_GIVEN EXERCISE_
Reproduce the listing, starting at the very beginning and ending at the line that contains "M140 20L143 34L171", with "young" swapped for "fresh" and nothing else changed. Leave out the pictures.

________________

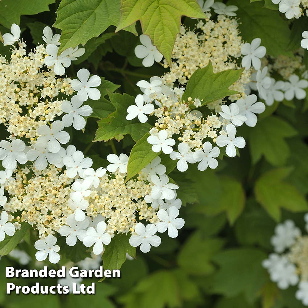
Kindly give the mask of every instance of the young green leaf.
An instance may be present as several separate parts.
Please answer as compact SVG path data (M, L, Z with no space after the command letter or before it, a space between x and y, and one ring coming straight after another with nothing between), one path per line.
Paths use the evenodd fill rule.
M234 71L227 70L215 74L210 61L205 67L197 70L189 78L182 99L188 101L190 96L193 99L199 97L203 99L201 106L238 93L228 88L240 78L244 68ZM193 101L192 101L193 103ZM196 108L193 103L189 105L191 109Z
M140 20L143 34L171 65L171 53L176 34L180 32L183 15L205 18L196 0L122 0L121 18L116 32Z

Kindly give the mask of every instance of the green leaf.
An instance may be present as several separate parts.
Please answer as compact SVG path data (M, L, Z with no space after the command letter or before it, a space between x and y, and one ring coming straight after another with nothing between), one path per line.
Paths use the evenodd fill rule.
M120 84L115 84L111 81L106 80L103 77L101 77L100 79L102 82L99 86L96 87L100 92L100 98L95 100L90 98L88 99L87 104L92 107L93 112L87 118L103 119L107 118L115 111L114 107L105 97L108 94L107 91L113 92L121 86Z
M135 141L138 141L148 132L151 127L148 123L140 123L137 118L129 121L126 120L126 110L129 106L135 104L135 98L125 93L122 95L108 91L116 110L107 118L97 121L98 128L93 141L106 142L113 138L120 141L127 134L130 134Z
M110 26L117 26L120 4L120 0L62 0L53 26L62 30L59 54L70 47L84 45ZM125 30L137 35L134 24Z
M279 55L294 57L292 52L286 51L290 31L286 22L276 12L262 7L259 2L249 3L248 0L229 0L228 5L238 7L237 18L239 18L241 35L244 40L251 43L256 38L261 39L261 44L269 55Z
M180 32L183 15L205 18L196 0L122 0L121 18L116 32L137 20L143 34L148 35L153 45L171 65L171 53L176 34Z
M13 23L19 25L21 15L33 15L49 11L48 5L55 2L55 0L2 0L0 1L0 22L10 29Z
M290 155L290 149L285 140L297 134L285 120L272 116L258 121L250 131L249 147L252 162L255 164L264 155L274 166L281 166Z
M214 277L213 293L233 297L244 293L252 303L266 281L262 261L267 255L255 248L233 248L225 250L212 258L220 269Z
M11 237L6 239L0 242L0 256L5 256L12 251L19 244L26 235L31 225L27 222L22 222L20 230L17 230Z
M111 239L109 245L105 245L105 252L103 254L103 266L105 270L119 270L125 262L126 253L131 257L136 258L136 249L132 247L128 242L130 236L119 233ZM104 280L102 278L100 281Z
M280 168L263 174L256 182L254 193L257 201L276 221L280 220L280 208L294 212L308 209L308 203L294 185L283 180L292 168Z
M213 72L213 66L210 61L205 67L196 70L189 78L182 99L188 101L189 96L193 99L199 97L203 99L201 106L238 93L228 88L240 78L244 68L227 70L217 74ZM196 108L193 103L189 105L191 109Z
M177 263L183 270L189 274L210 274L215 267L210 260L224 244L222 240L203 238L200 231L195 232L182 246L178 256Z
M132 149L127 164L127 175L125 181L141 171L161 153L161 151L156 153L152 151L152 145L148 142L149 136L148 132L146 133Z

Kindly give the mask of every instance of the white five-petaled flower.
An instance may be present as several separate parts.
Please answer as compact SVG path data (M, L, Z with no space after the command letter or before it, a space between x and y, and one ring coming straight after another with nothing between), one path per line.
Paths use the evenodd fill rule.
M99 185L99 178L103 176L106 173L106 169L103 167L100 167L96 171L93 168L88 168L84 170L83 176L85 180L90 181L97 188Z
M54 66L54 71L61 76L65 72L64 67L68 67L72 63L67 56L69 51L66 49L61 54L58 55L59 47L53 44L50 44L46 47L46 52L49 55L45 57L44 63L47 66ZM63 64L63 65L62 65Z
M267 73L267 67L265 66L263 68L262 71L260 70L258 71L256 76L257 88L260 97L264 99L267 98L265 89L268 89L271 84L270 78L266 76Z
M171 206L175 206L178 209L181 207L182 206L182 200L180 198L176 199L176 190L173 190L173 192L174 193L174 197L170 200L166 200L167 202L160 206L160 209L168 211L168 209Z
M169 208L167 213L164 210L160 209L157 212L157 217L162 221L156 225L159 232L164 232L168 229L169 237L174 238L179 235L178 229L181 229L185 223L182 218L176 218L179 216L179 210L175 206Z
M291 100L294 96L298 99L302 99L307 93L303 90L308 87L308 81L306 79L299 80L297 75L291 75L289 81L285 83L285 97L287 100Z
M286 13L288 19L300 16L299 5L301 0L281 0L279 3L279 11Z
M160 244L161 239L159 236L154 235L157 232L156 227L152 224L145 226L143 224L136 224L135 232L138 235L132 235L129 238L129 244L133 247L141 245L140 250L142 252L148 252L151 245L157 247Z
M217 159L213 158L218 157L220 153L220 150L217 147L214 148L212 144L207 141L203 144L203 149L196 151L193 153L194 159L196 161L200 161L198 165L198 169L200 171L204 171L208 166L212 169L214 169L218 166Z
M4 186L2 186L0 188L0 207L3 206L5 204L7 199L4 196Z
M139 37L142 45L137 45L135 47L136 56L139 59L144 58L142 60L142 65L146 67L152 66L154 64L154 60L159 62L163 59L163 55L157 50L156 47L153 46L150 37L141 34Z
M304 31L302 34L304 38L301 41L301 46L304 49L308 50L308 31Z
M0 141L0 160L6 169L14 171L20 164L26 164L27 158L23 152L26 148L25 143L20 139L13 140L11 143L6 140ZM16 161L17 160L17 161Z
M83 199L82 195L79 192L75 192L67 201L68 206L74 211L73 215L77 221L82 221L86 218L86 214L83 210L86 210L89 206L89 202Z
M57 153L61 147L60 143L65 144L70 140L69 134L62 131L64 127L64 124L62 121L53 122L50 128L47 125L40 126L36 131L42 136L38 138L37 142L46 144L48 143L47 148L52 153Z
M268 106L271 106L274 103L274 100L276 102L282 102L285 98L283 92L279 91L284 90L285 87L285 82L282 80L276 81L271 77L270 80L270 86L268 89L265 89L267 97L264 100Z
M157 156L141 170L148 174L148 180L149 182L153 174L160 175L166 173L166 167L164 165L160 164L161 160L160 158Z
M89 157L84 158L81 151L76 151L72 156L67 156L63 159L63 162L66 167L66 175L72 179L77 175L83 177L85 169L92 165L93 162Z
M118 168L119 172L121 173L127 172L129 158L124 153L120 154L120 157L115 154L109 154L107 155L107 160L112 163L107 166L107 170L109 172L115 172Z
M50 27L46 26L43 30L43 39L46 42L47 45L49 45L50 44L53 44L54 45L56 45L58 46L61 44L59 42L60 39L60 37L61 36L60 34L55 34L54 35L52 35L52 30Z
M148 142L150 144L154 144L152 147L153 152L158 153L161 151L165 154L170 154L173 149L171 146L175 144L175 140L172 138L168 138L168 133L164 130L158 132L158 136L149 136L148 137Z
M3 44L4 46L13 45L15 42L19 40L20 36L20 28L16 23L13 23L11 26L11 32L12 34L10 33L5 33L2 35Z
M93 109L87 105L80 107L83 103L83 98L79 95L74 95L70 102L65 100L62 103L61 109L67 114L62 118L62 121L66 126L70 126L72 124L75 129L81 129L84 127L86 120L83 117L89 116Z
M58 252L60 250L59 245L55 245L57 242L57 238L49 234L45 238L46 242L43 240L39 240L34 243L34 247L38 251L35 253L35 257L38 261L43 261L48 256L48 259L51 263L58 263L60 261L60 255Z
M240 109L240 114L245 116L247 119L246 125L251 127L256 126L258 118L255 113L261 113L265 110L265 105L261 102L257 102L256 95L251 94L245 99L240 98L236 102Z
M172 152L170 153L170 158L174 160L179 160L176 164L176 167L179 171L184 172L187 170L188 164L194 164L196 160L194 159L193 153L190 151L190 149L187 143L182 142L177 146L179 152Z
M174 197L174 192L172 190L179 188L177 185L169 183L169 178L165 174L160 175L159 178L154 174L151 176L151 181L154 184L151 191L151 196L153 199L160 198L162 194L163 198L167 200L172 199Z
M61 161L61 156L58 153L50 152L46 143L38 142L34 145L34 148L27 153L27 159L35 161L34 166L38 170L43 170L47 166L47 160L51 164L59 164Z
M99 254L104 249L103 244L108 245L111 241L110 235L105 233L107 225L105 221L100 221L97 224L96 230L94 228L89 228L87 230L87 236L83 239L83 244L90 247L95 243L93 246L94 254Z
M295 226L293 220L287 219L278 224L275 228L274 235L271 237L271 244L276 252L282 253L290 248L295 242L296 238L302 234L299 228Z
M216 14L220 14L227 16L236 16L235 11L238 10L238 8L235 5L227 6L222 2L215 2L212 6L214 9L214 11Z
M223 105L221 110L223 112L219 112L219 114L227 120L229 120L234 125L240 126L247 118L244 116L241 115L238 106L235 103L230 104L230 106Z
M245 146L246 143L242 137L235 138L236 128L233 124L228 124L226 130L228 136L222 135L218 136L216 139L216 144L219 147L227 145L226 154L230 157L233 157L236 155L235 147L242 148Z
M151 82L145 80L140 80L136 84L140 87L140 90L145 94L149 95L152 93L159 92L161 91L161 88L158 86L161 84L162 82L160 78L159 79L155 79L152 80Z
M89 221L85 219L82 221L77 221L73 214L67 216L66 223L68 226L62 226L59 229L59 233L63 236L67 236L65 240L69 246L74 246L77 242L77 237L82 241L87 235L87 231L85 230L89 226Z
M245 43L241 47L241 53L244 55L242 59L242 66L249 70L253 66L255 70L259 70L261 67L261 60L266 53L266 49L264 46L260 46L261 39L257 38L251 42L251 44Z
M132 105L127 108L127 120L132 120L138 116L138 119L141 123L145 123L148 121L148 117L145 114L150 114L154 111L154 105L146 104L144 105L143 100L143 96L142 94L137 95L135 99L136 106Z
M1 189L4 188L2 187ZM5 233L9 236L13 236L15 233L15 228L11 222L7 222L9 220L7 213L5 211L2 211L0 216L0 242L4 239Z
M81 95L84 101L89 97L91 99L99 99L100 92L98 89L93 87L98 87L102 82L102 79L97 75L94 75L90 78L90 72L86 68L82 68L77 73L79 79L73 79L71 85L75 91L78 91L79 95Z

________________

_EXERCISE ANSWER_
Kindly give the mask of every instance of the fresh green leaf.
An instance may be present as several separate parts.
Please answer as compact SVG path data (M, L, Z with no space after the command letter or before it, a space between x and y, and one ring coming straight after another with nothing between), one path per line.
Paths use the evenodd fill rule.
M234 71L227 70L215 74L210 61L205 67L197 70L189 78L182 99L188 101L190 96L193 99L199 97L203 99L201 106L238 93L228 88L240 78L244 68ZM193 101L192 101L193 103ZM196 108L193 103L189 105L191 109Z
M140 20L143 34L171 65L171 53L176 34L180 32L183 15L205 18L196 0L122 0L121 18L116 32Z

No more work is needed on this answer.